═════ Source records ═════
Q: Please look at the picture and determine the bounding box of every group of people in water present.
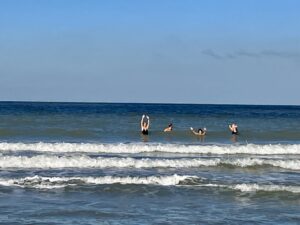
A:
[140,115,239,136]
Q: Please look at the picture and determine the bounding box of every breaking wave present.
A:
[0,142,300,155]
[0,155,299,170]
[0,175,299,193]
[0,174,194,188]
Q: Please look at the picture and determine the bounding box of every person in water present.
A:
[164,123,173,132]
[190,127,206,136]
[229,123,238,135]
[141,115,150,135]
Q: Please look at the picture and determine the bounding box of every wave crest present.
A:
[1,175,299,193]
[0,174,194,188]
[0,155,299,170]
[0,142,300,155]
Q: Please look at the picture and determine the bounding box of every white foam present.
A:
[0,142,299,155]
[1,175,299,193]
[232,183,300,193]
[0,174,194,188]
[0,155,218,168]
[193,183,300,193]
[0,155,299,170]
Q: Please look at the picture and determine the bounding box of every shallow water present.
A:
[0,102,299,224]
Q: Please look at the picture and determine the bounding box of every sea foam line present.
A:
[0,174,194,188]
[0,142,300,155]
[0,155,299,170]
[0,175,299,193]
[194,183,300,193]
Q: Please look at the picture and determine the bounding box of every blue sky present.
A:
[0,0,299,105]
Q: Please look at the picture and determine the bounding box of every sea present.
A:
[0,101,299,224]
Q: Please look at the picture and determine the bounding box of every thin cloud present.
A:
[201,49,223,59]
[236,50,260,58]
[260,50,300,59]
[202,49,300,60]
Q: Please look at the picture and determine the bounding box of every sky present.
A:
[0,0,299,105]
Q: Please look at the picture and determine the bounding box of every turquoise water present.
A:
[0,102,299,224]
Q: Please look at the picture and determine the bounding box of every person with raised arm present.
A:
[190,127,206,136]
[229,123,238,135]
[141,115,150,135]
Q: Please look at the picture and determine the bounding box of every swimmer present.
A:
[190,127,206,136]
[141,115,150,135]
[164,123,173,132]
[229,123,238,135]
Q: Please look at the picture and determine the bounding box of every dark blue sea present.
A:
[0,102,299,224]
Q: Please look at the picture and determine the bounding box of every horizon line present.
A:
[0,100,299,107]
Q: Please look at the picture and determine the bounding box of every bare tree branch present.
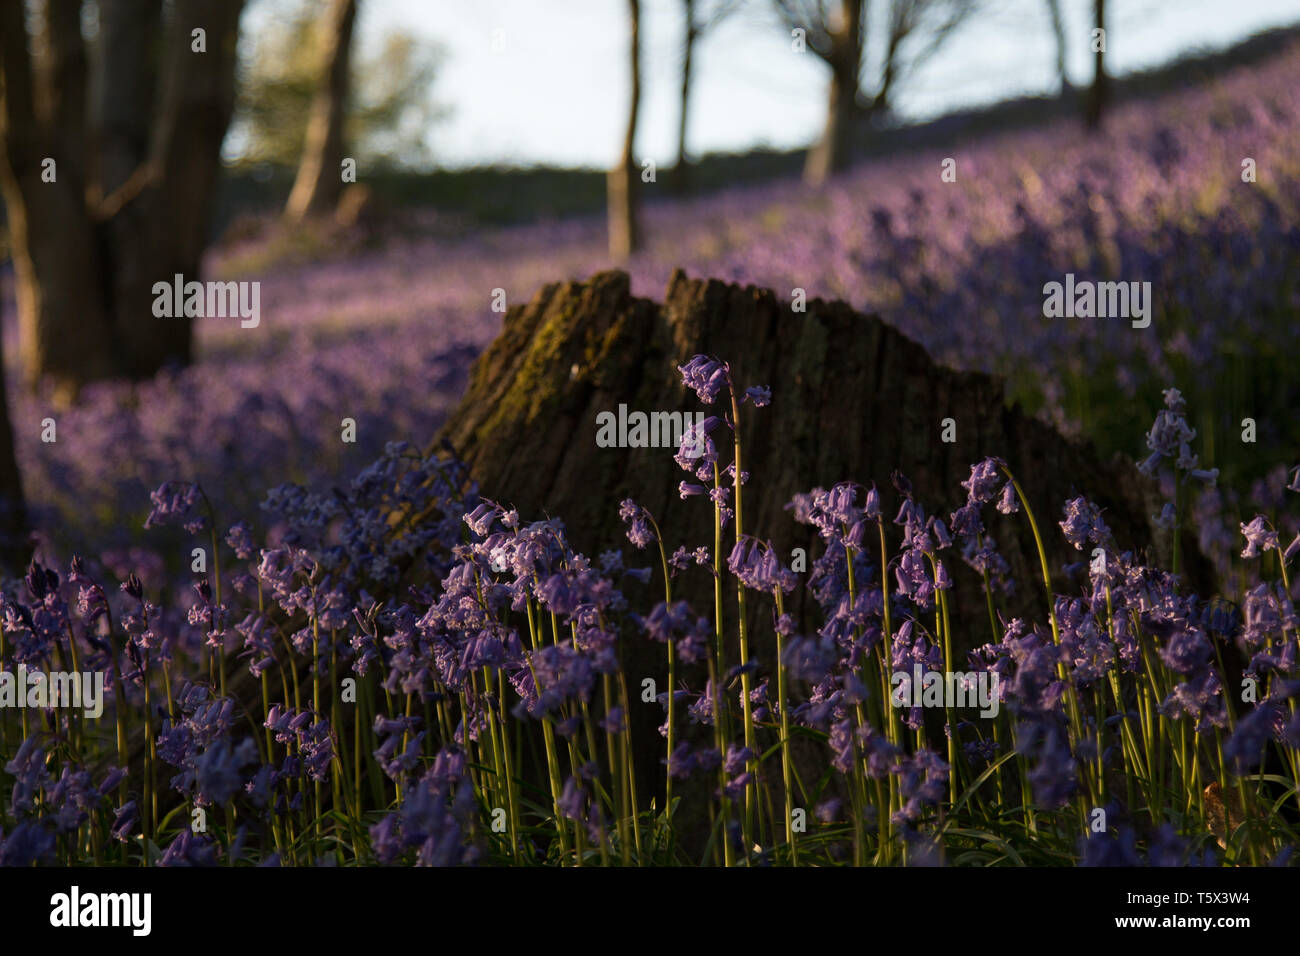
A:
[771,0,839,62]
[875,0,977,113]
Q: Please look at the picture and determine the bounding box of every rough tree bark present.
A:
[607,0,642,261]
[285,0,359,224]
[0,0,244,393]
[802,0,863,187]
[437,270,1210,833]
[0,0,116,390]
[442,269,1206,639]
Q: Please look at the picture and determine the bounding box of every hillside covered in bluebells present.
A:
[0,23,1298,870]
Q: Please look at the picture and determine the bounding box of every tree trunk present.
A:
[0,317,28,573]
[90,0,162,199]
[285,0,359,224]
[803,0,863,187]
[437,270,1212,846]
[608,0,641,261]
[672,0,696,195]
[0,0,115,394]
[37,0,91,191]
[804,60,858,187]
[0,0,245,390]
[123,0,245,377]
[1045,0,1071,95]
[1085,0,1107,129]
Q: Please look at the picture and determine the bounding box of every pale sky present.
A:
[250,0,1300,169]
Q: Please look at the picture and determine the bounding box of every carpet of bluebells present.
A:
[2,41,1297,569]
[1,43,1299,865]
[0,355,1297,866]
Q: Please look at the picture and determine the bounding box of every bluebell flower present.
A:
[158,829,218,866]
[110,801,138,843]
[195,738,259,805]
[1240,515,1279,559]
[0,821,56,866]
[678,355,729,405]
[144,480,204,532]
[961,458,1004,505]
[619,499,656,550]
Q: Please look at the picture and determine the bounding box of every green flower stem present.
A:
[645,514,677,836]
[774,587,797,865]
[709,461,735,866]
[877,517,901,823]
[142,657,155,851]
[707,654,734,867]
[936,579,959,806]
[311,609,323,843]
[844,536,886,852]
[617,670,643,861]
[727,387,757,851]
[522,594,570,858]
[602,672,629,862]
[497,670,522,863]
[1000,465,1091,808]
[710,464,731,740]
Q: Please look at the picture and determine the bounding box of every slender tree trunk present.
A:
[673,0,696,194]
[1044,0,1071,95]
[803,0,863,187]
[1085,0,1107,129]
[285,0,359,224]
[608,0,642,260]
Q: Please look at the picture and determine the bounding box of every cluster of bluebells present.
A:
[0,442,480,866]
[0,355,1297,868]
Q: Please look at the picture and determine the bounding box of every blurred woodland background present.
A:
[0,0,1298,572]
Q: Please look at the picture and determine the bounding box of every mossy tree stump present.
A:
[438,269,1208,847]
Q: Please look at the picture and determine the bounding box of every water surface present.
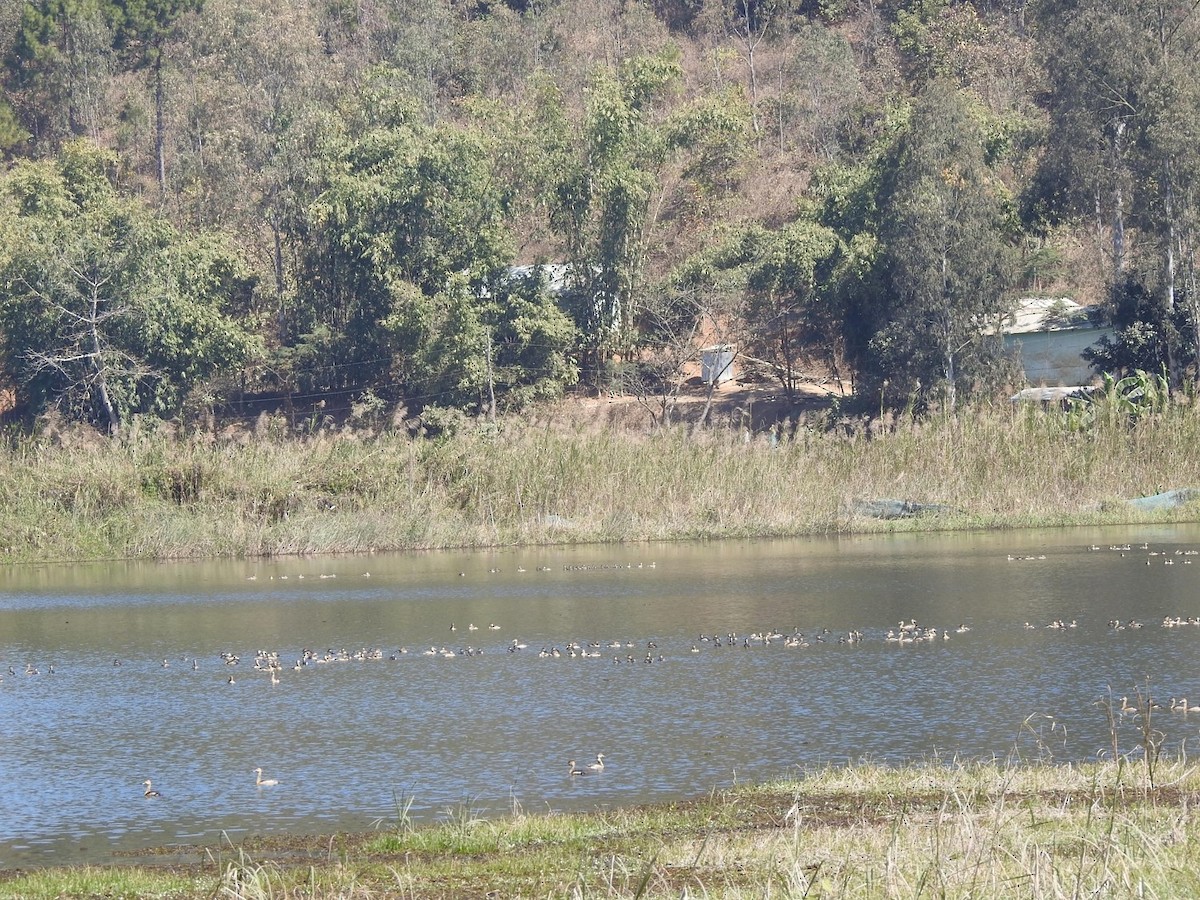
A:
[4,526,1200,866]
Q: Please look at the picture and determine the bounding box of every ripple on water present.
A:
[4,529,1200,864]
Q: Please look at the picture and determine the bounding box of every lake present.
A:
[4,525,1200,867]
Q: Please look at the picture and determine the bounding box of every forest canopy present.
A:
[3,0,1200,429]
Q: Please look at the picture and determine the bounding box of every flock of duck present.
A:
[1114,696,1200,715]
[6,592,1200,689]
[5,542,1199,807]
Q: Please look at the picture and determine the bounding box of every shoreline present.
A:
[5,755,1199,897]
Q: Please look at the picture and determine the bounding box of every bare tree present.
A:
[16,245,153,433]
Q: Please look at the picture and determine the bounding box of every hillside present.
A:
[0,0,1196,431]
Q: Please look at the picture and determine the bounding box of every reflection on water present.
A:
[4,526,1200,866]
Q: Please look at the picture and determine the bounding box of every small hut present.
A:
[1002,298,1111,386]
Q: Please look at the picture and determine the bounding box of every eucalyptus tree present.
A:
[0,141,260,432]
[866,79,1014,410]
[1032,0,1200,384]
[727,0,779,140]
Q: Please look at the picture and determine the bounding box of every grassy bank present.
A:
[2,398,1200,563]
[4,757,1200,898]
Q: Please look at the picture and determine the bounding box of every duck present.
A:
[143,779,162,798]
[587,753,606,771]
[254,767,279,786]
[568,759,588,776]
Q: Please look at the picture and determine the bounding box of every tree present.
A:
[619,285,707,429]
[169,0,343,326]
[4,0,114,148]
[773,24,863,161]
[0,98,30,155]
[867,79,1014,410]
[727,0,779,141]
[551,50,683,378]
[291,108,509,392]
[551,48,753,384]
[1031,0,1200,386]
[4,0,201,182]
[105,0,203,192]
[682,219,844,402]
[289,98,578,413]
[0,141,259,432]
[740,219,844,401]
[390,268,579,415]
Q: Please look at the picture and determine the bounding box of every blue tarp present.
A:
[851,499,955,519]
[1125,488,1200,511]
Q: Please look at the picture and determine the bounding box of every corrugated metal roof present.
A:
[1003,297,1096,334]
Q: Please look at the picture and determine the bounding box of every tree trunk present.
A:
[271,214,285,301]
[1162,157,1179,386]
[1109,120,1126,277]
[485,326,496,422]
[155,54,167,196]
[88,288,119,434]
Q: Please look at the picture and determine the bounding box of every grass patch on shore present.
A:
[1,398,1200,562]
[4,757,1200,898]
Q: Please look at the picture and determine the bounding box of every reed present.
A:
[1,398,1199,562]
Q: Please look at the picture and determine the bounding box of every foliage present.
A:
[0,97,30,154]
[4,0,200,178]
[1083,276,1198,380]
[680,218,844,400]
[289,103,578,414]
[1065,369,1170,431]
[1031,0,1200,387]
[855,80,1017,410]
[4,0,114,147]
[289,106,512,394]
[551,49,684,360]
[0,0,1187,424]
[0,141,259,431]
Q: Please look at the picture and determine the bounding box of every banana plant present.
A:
[1065,368,1169,431]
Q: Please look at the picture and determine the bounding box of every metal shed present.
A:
[700,345,737,384]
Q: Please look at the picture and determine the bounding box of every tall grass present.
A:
[2,398,1199,562]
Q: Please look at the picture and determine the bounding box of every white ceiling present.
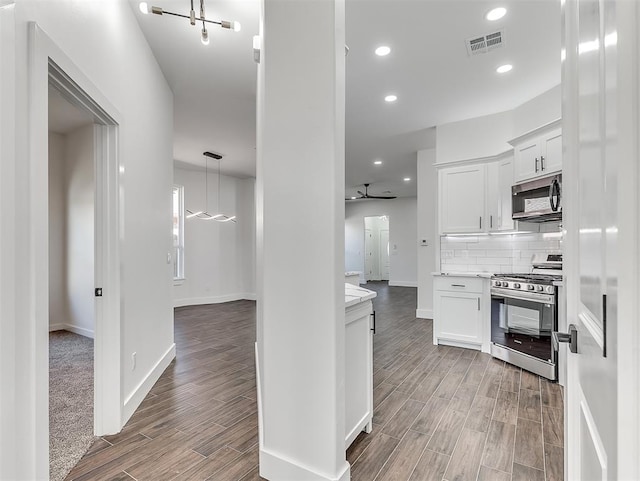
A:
[130,0,560,198]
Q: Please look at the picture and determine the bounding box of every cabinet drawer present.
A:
[435,277,484,293]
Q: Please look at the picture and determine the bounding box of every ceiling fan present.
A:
[346,183,397,201]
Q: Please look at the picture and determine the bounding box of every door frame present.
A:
[29,22,123,459]
[615,0,640,476]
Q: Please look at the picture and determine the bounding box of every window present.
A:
[172,185,185,280]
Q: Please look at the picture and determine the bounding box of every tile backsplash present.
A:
[440,232,562,274]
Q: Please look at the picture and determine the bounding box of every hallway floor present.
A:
[66,283,563,481]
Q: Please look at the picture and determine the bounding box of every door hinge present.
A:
[371,310,376,334]
[95,288,103,297]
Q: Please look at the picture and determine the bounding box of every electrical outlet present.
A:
[132,352,137,371]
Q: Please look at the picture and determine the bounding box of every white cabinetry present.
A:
[486,155,515,232]
[433,276,488,351]
[439,153,514,234]
[511,121,562,184]
[439,164,486,234]
[345,286,375,449]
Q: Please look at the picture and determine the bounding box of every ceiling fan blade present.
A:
[366,195,397,199]
[356,190,365,196]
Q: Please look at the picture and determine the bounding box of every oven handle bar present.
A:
[491,288,555,305]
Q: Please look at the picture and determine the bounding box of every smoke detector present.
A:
[465,30,505,56]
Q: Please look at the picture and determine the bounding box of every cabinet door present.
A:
[497,157,515,230]
[440,164,486,234]
[514,139,541,183]
[486,162,500,231]
[434,291,482,345]
[540,129,562,174]
[486,158,514,232]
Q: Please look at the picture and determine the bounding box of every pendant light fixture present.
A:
[139,0,241,46]
[186,152,236,223]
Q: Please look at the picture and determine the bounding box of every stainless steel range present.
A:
[490,254,562,380]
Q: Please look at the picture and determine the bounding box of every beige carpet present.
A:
[49,330,96,481]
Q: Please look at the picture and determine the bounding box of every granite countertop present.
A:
[431,272,493,279]
[345,283,377,308]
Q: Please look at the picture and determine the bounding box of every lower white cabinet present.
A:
[433,276,489,351]
[345,297,374,449]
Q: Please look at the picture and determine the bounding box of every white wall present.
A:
[0,2,174,477]
[173,166,256,306]
[435,110,514,164]
[48,126,95,337]
[417,148,437,318]
[513,84,561,138]
[48,132,68,329]
[345,198,417,287]
[64,124,95,337]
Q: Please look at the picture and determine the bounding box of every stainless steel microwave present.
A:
[512,174,562,223]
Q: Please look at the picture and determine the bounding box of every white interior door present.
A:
[379,229,389,280]
[561,0,639,479]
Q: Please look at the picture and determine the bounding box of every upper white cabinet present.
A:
[510,120,562,184]
[439,153,514,234]
[439,164,486,234]
[486,155,515,232]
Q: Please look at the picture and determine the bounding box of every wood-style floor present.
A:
[66,282,563,481]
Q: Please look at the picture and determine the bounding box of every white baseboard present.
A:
[49,323,94,339]
[389,281,418,288]
[260,448,350,481]
[416,308,433,319]
[174,292,257,308]
[122,343,176,423]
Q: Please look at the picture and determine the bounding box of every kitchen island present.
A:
[344,283,376,448]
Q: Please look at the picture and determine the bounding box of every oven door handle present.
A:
[491,290,555,305]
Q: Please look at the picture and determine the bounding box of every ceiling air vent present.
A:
[465,30,504,56]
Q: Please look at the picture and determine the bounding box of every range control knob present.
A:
[527,285,535,291]
[513,283,521,289]
[537,285,544,292]
[494,281,502,287]
[546,285,555,294]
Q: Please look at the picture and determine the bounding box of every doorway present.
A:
[26,23,125,478]
[48,84,97,480]
[364,215,390,282]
═════
_Assignment_: With the pictures omitted, set down each line exactly, starting at the first line of the records above and ending with the line that contains "white foam present.".

_Expected output_:
Q: Please look at the picture and determine the bounding box of every group of people in water present.
A:
[140,115,239,136]
Q: Please look at the picture and determine the bounding box of every breaking wave present.
A:
[0,142,300,155]
[0,155,299,170]
[0,175,299,193]
[0,174,194,188]
Q: Please look at the picture and determine the bounding box of every person in water present.
A:
[164,123,173,132]
[190,127,206,136]
[229,123,238,135]
[141,115,150,135]
Q: Please look at the picture and determine the bounding box of every wave crest present.
A:
[1,175,299,193]
[0,174,194,188]
[0,155,299,170]
[0,142,300,155]
Q: Please look at the picture and determine the bounding box of every white foam present.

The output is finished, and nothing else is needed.